§ **Instructions for the task**
Which lines in the records below contain the word "blue"? Gather each of them and copy it out in full.

--------

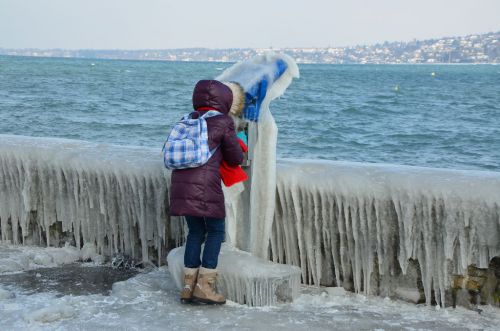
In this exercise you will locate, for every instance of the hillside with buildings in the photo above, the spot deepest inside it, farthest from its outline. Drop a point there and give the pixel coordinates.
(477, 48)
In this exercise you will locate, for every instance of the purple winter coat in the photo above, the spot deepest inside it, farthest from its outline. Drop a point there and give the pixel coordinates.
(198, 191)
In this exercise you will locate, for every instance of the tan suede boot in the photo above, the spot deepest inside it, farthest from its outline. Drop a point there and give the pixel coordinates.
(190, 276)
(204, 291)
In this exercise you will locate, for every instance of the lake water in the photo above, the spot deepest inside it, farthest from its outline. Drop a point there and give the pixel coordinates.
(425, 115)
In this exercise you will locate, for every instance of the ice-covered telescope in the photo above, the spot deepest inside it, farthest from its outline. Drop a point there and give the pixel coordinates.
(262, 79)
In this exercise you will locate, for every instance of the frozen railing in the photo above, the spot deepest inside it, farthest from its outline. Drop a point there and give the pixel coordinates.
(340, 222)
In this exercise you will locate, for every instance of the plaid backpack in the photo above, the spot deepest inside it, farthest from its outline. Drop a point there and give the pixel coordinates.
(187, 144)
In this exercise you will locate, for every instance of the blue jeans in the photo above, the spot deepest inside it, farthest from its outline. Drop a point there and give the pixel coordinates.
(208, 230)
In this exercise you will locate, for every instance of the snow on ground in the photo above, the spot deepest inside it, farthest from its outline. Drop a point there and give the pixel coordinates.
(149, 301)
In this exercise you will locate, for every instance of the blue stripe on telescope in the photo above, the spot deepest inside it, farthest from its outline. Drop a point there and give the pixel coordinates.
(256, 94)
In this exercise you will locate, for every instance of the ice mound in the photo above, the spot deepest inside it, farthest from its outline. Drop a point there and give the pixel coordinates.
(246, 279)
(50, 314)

--------

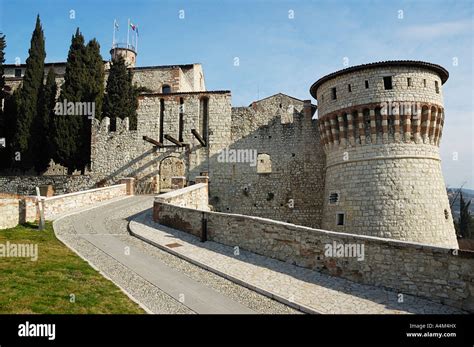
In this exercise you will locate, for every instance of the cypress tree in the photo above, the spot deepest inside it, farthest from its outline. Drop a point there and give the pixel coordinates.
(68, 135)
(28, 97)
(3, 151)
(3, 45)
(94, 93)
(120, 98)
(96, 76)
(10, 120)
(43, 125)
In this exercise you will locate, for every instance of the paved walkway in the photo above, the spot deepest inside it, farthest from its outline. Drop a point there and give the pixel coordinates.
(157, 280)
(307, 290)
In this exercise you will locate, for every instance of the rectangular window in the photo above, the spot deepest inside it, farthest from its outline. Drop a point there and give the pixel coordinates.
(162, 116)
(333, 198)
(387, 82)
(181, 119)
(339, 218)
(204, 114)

--------

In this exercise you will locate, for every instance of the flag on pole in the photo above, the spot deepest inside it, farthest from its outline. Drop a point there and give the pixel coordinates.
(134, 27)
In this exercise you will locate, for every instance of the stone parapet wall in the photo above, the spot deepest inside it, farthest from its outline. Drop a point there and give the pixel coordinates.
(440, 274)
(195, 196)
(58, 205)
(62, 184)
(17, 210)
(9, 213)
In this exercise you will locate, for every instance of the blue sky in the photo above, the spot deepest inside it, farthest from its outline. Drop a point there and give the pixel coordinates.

--------

§ **Answer for this exercise**
In this exercise you will locate, for every instance of the blue jeans in the photo above, the spot deepest inside it, farthest from its outline. Drop a point there and give the pixel coordinates.
In this exercise you will locate, for every instance of the blue stripe on telescope in the photo above, the spot deepest inside it, farthest from its outline. Drop a point there and give the pixel coordinates.
In this exercise you will locate, for every instance of the blue sky in the photo above, the spot deepest inside it, farthest from its outline. Drop a point there and give the pixel coordinates.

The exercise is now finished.